(Point-based annotation listing)

--

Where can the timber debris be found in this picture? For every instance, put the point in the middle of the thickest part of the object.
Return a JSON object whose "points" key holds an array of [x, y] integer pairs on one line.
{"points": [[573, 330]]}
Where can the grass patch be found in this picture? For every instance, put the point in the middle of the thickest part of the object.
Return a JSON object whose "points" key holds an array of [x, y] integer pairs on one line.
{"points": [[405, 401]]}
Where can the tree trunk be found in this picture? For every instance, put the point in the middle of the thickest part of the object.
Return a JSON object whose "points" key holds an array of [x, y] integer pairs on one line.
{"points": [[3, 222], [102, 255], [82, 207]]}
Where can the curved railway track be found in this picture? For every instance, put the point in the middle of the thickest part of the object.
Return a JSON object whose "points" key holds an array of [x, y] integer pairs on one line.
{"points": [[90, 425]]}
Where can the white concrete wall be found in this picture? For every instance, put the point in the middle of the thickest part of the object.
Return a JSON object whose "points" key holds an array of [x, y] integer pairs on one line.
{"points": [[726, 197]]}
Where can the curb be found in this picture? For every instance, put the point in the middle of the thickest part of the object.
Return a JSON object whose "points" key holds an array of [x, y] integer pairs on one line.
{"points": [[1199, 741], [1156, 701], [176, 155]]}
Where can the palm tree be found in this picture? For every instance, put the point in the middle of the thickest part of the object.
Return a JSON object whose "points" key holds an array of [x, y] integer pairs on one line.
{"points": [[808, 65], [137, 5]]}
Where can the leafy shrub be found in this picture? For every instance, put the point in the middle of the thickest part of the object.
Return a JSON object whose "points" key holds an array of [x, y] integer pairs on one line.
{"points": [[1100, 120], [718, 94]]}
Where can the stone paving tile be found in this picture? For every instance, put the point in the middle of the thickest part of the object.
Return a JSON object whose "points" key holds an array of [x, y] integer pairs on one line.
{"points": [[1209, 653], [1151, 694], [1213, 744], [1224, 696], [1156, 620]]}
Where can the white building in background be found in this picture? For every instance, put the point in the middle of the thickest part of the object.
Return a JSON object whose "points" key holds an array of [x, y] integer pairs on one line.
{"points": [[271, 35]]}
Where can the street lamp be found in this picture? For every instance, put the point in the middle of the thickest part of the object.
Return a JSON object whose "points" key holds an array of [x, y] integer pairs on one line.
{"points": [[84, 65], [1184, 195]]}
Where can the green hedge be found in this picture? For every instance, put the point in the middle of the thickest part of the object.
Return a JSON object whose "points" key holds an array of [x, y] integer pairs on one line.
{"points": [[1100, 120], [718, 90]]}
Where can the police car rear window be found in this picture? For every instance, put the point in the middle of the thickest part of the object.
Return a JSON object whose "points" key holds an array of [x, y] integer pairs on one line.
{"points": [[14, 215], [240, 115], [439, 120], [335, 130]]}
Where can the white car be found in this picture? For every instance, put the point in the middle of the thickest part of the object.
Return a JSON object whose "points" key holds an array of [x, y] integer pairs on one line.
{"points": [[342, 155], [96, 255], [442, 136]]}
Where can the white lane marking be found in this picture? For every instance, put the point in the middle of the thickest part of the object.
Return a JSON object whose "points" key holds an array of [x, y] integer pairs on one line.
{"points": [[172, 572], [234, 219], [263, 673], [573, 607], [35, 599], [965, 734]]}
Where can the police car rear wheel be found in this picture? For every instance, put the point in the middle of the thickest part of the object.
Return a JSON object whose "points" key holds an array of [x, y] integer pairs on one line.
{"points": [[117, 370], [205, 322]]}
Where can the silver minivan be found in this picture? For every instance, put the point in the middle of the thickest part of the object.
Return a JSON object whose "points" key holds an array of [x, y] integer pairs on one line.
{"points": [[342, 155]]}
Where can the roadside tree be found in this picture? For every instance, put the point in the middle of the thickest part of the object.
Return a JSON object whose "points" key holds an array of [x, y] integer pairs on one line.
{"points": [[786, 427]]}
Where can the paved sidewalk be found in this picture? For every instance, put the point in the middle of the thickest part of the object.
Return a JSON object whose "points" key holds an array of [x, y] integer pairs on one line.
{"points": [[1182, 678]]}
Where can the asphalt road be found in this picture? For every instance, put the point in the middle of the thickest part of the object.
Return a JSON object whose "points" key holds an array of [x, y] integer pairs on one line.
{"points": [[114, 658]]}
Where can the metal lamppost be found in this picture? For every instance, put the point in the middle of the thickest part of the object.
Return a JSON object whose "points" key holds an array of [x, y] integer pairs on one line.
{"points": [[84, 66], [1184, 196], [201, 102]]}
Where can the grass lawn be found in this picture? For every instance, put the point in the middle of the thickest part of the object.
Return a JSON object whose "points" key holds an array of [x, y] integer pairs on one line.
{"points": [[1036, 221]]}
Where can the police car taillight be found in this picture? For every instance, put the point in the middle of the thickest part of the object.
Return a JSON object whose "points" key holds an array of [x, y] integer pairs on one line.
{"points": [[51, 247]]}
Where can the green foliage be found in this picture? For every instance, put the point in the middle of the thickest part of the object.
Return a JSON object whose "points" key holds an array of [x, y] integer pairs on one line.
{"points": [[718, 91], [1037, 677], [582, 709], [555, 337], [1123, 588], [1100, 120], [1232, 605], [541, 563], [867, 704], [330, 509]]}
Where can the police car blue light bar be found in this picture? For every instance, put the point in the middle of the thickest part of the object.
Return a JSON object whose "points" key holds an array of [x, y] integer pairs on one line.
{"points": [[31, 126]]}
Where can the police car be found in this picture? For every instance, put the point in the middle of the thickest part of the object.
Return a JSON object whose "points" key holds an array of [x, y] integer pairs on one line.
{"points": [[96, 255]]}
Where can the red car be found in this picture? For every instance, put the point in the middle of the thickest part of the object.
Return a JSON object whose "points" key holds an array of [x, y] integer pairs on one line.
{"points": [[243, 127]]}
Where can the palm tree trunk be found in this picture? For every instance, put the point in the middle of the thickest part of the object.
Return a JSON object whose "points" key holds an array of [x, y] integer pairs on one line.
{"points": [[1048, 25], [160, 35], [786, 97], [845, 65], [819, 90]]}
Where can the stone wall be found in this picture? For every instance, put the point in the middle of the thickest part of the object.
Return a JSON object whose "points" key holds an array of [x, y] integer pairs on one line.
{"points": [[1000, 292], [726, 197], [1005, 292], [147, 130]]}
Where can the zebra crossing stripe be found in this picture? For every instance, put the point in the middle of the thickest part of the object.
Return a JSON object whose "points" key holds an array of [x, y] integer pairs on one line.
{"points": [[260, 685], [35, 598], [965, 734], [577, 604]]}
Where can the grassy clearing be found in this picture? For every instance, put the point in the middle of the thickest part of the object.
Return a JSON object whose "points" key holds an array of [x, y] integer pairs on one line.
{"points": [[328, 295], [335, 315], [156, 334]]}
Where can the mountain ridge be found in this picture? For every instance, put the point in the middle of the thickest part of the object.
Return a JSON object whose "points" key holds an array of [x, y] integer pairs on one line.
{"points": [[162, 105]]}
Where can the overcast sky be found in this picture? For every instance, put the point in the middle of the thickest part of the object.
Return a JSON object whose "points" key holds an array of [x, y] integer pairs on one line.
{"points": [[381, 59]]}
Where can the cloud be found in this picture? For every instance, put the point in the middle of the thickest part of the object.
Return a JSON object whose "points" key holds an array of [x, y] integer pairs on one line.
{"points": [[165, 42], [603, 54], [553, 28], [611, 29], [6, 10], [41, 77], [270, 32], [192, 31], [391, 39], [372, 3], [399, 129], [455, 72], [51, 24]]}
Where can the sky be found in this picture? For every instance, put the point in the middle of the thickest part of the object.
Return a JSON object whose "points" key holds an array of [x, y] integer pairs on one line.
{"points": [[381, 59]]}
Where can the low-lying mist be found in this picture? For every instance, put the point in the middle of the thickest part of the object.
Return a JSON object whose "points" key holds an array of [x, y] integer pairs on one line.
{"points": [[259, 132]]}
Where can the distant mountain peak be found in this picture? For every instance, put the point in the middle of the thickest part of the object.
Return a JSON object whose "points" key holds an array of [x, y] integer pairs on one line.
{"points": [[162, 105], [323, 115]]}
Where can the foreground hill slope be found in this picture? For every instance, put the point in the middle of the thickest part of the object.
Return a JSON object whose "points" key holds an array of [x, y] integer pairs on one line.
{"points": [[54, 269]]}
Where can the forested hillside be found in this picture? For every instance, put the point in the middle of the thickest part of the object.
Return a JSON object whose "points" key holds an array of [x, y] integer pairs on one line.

--

Rescale the part of the listing that opens with the line containing "Where can the distant" and runs through the end of the listing. Reproduce every line, requests included, and multiply each coordinate in the answers by 2.25, rounding to whole numbers with halves rounded up.

_Solution for this task_
Where can the distant mountain peak be found in this picture? For every instance, put the point in the middle of the thickest part of the object.
Return a JSON object whose "points" key holds an array of [x, y] integer pairs on one line.
{"points": [[365, 236], [727, 259]]}
Where can the foreground hill slope be found in this picture? For every instance, put the point in the middle of the thickest part of the object.
Return a JSON object whose "points" key holds an array of [x, y] integer pairs on one line.
{"points": [[122, 605]]}
Where can the forested hillside be found in this picture? For every instance, put the point in the middle of the thickest part of the object.
Return a JSON object whose "points" key holds an array of [x, y] integer pairs on one line.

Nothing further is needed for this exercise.